The skin is the largest organ in the human body with an average surface area in adults of 30 m2 (Gallo, 2017). It has a protective role, acting both as a physical barrier against environmental factors and as an immunological barrier, reducing the effects of injuries and infections. The skin also has a thermoregulatory function; preventing water loss, enabling temperature regulation and supporting vitamin D synthesis (Grice et al., 2009; Grice and Segre, 2011; Byrd et al., 2018; Cundell, 2018).

To a large extent, skin’s physiology and homeostasis is impacted or maintained by the skin bacteriome – defined here as the collection of all bacteria living on our skin. The bacteriome protects us against invading pathogens by training and communicating with our immune system, and is involved in wound healing and breaking down natural products (Scharschmidt and Fischbach, 2013; Belkaid and Segre, 2014; Grice, 2015; Boxberger et al., 2021). The skin bacteriome harbors millions of bacteria, rivaling in composition and diversity the gut microbiome (Costello et al., 2009; Grice et al., 2009; Boxberger et al., 2021).

Typically, the bacterial community composition of the skin of healthy individuals is dominated by members of the phyla Actinobacteria, Firmicutes, Proteobacteria and Bacteroidetes. The composition and structure of the healthy skin microbiome vary between people depending on intrinsic and extrinsic factors (Grice and Segre, 2011; Cundell, 2018; Dimitriu et al., 2019; Boxberger et al., 2021; Skowron et al., 2021). Intrinsic factors include, for example, skin biogeography or physiology, ethnicity, gender and age; while extrinsic factors may include lifestyle, hygiene routine, cosmetics, antibiotics, geographical location, climate and seasonality (Dimitriu et al., 2019; Skowron et al., 2021). Among those factors, skin biogeography and associated physiology have been suggested as the main driver of skin microbial variation; microenvironments with comparable physiological characteristics tend to harbor similar bacterial communities, while those physiologically distinct, sebaceous (e.g., head locations), dry (e.g., forearms and legs) and moist (e.g., navel, toe web space), vary in bacterial membership and abundance (Grice et al., 2009; Oh et al., 2014; Byrd et al., 2018; Cundell, 2018; Skowron et al., 2021). Cutibacterium (formerly known as Propionibacterium) species seem to predominate in sebaceous sites, Corynebacterium, β-Proteobacteria and Staphylococcus species in moist sites, while a mixed population of those bacteria and Flavobacteriales occur in dry sites (Grice et al., 2009; Oh et al., 2014). Similarly, these two studies have also shown that sebaceous sites were less even and rich than moist and dry sites.

Task set →
**a)** In the skin passage, which bacteria seem to predominate in sebaceous sites?
**b)** Summarize the skin passage in two sentences.

Data under study →
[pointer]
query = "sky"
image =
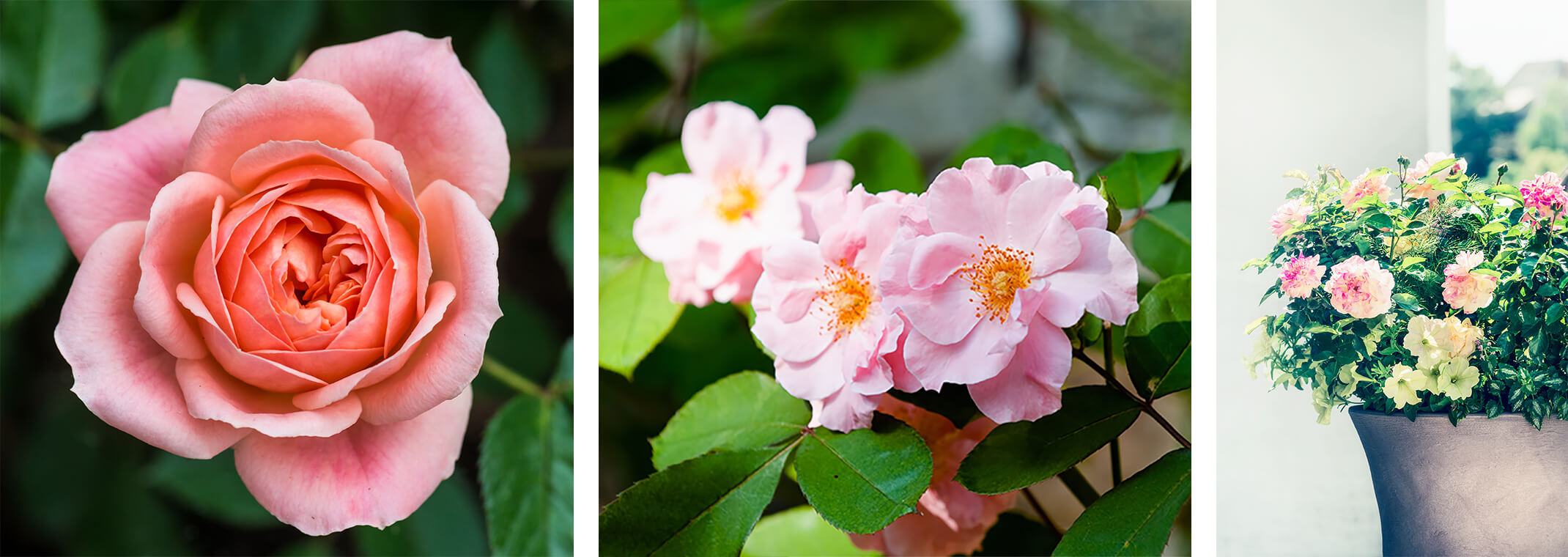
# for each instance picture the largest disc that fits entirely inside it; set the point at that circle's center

--

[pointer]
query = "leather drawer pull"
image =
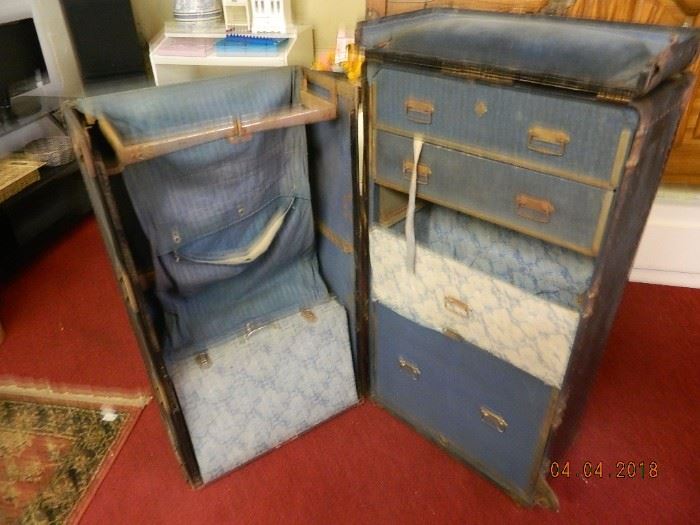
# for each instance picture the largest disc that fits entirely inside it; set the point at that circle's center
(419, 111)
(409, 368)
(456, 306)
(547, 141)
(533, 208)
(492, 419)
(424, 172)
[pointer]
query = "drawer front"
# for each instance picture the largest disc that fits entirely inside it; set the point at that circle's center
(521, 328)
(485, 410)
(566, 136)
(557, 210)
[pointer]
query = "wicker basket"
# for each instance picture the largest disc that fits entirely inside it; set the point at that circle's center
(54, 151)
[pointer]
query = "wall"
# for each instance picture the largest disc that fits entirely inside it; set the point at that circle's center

...

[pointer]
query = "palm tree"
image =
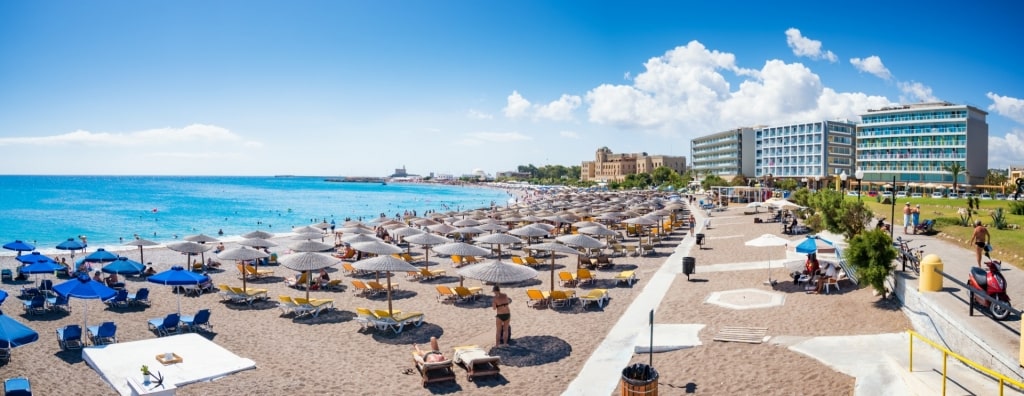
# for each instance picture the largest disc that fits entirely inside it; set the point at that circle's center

Answers to the tasks →
**a)** Cutibacterium species, formerly known as Propionibacterium.

**b)** The skin is the body's largest organ and works as a physical and immune barrier and in temperature regulation. Its bacteriome protects against pathogens and aids wound healing, and its makeup varies between people, mainly with skin site and physiology.